▶ _Extract_:
BEGIN

Epidemiology of cryptosporidiosis in farm livestock, assessment of zoonotic risk and development of control strategies (PhD)
- A nssm-PCR was developed which enables quick and easy differentiation of Cryptosporidium species most commonly found in cattle. This PCR can simultaneously identify up to four different Cryptosporidium species (C. andersoni, C. ryanae, C. parvum and C. bovis) it can also be used to identify other Cryptosporidium species (by sequence analysis) where none of the cattle-adapted species have been detected.
- In the first six weeks of life all calves on the study farm tested positive for Cryptosporidium, the most common species detected in this age group of cattle was parvum. In older calves (3 & 9 months of age) the most common species found were C. ryanae and C. bovis however at 6 months of age the most common species detected was C. parvum. This was not the same genotype which was found in the younger calves.
- This study found that the majority (<85%) of adult cows shed parvum although most of the cows were shedding a different genotype than the calves. Despite this it is possible that the adult cattle are still a potential source from which the young calves may be infected. During this study a more sensitive method for detection of Cryptosporidium in adult cattle (and other ruminants) was developed.
- We found that animals become less susceptible to disease if they do not encounter Cryptosporidium until they are older. If animals are kept parasite free for the first 6 weeks of life then the disease caused by Cryptosporidium is much less severe and many animals do not have scour at We also found that the different subtypes of parvum can cause differing disease. One subtype was associated with more scour in the infected animals than the other and the disease started sooner and lasted longer. The other subtype did not cause such severe disease but the infected animals produced more oocysts in their faeces.

END

▶ _Raw data_:
BEGIN

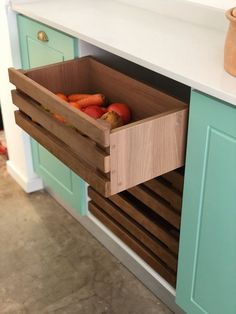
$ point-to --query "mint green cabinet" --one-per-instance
(34, 52)
(206, 281)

END

Reproduce the full summary on cryptosporidiosis in farm livestock word for word. Work only from the cryptosporidiosis summary and ignore the material.

▶ _Response box_:
Epidemiology of cryptosporidiosis in farm livestock, assessment of zoonotic risk and development of control strategies (PhD)
- A nssm-PCR was developed which enables quick and easy differentiation of Cryptosporidium species most commonly found in cattle. This PCR can simultaneously identify up to four different Cryptosporidium species (C. andersoni, C. ryanae, C. parvum and C. bovis) it can also be used to identify other Cryptosporidium species (by sequence analysis) where none of the cattle-adapted species have been detected.
- In the first six weeks of life all calves on the study farm tested positive for Cryptosporidium, the most common species detected in this age group of cattle was parvum. In older calves (3 & 9 months of age) the most common species found were C. ryanae and C. bovis however at 6 months of age the most common species detected was C. parvum. This was not the same genotype which was found in the younger calves.
- This study found that the majority (<85%) of adult cows shed parvum although most of the cows were shedding a different genotype than the calves. Despite this it is possible that the adult cattle are still a potential source from which the young calves may be infected. During this study a more sensitive method for detection of Cryptosporidium in adult cattle (and other ruminants) was developed.
- We found that animals become less susceptible to disease if they do not encounter Cryptosporidium until they are older. If animals are kept parasite free for the first 6 weeks of life then the disease caused by Cryptosporidium is much less severe and many animals do not have scour at We also found that the different subtypes of parvum can cause differing disease. One subtype was associated with more scour in the infected animals than the other and the disease started sooner and lasted longer. The other subtype did not cause such severe disease but the infected animals produced more oocysts in their faeces.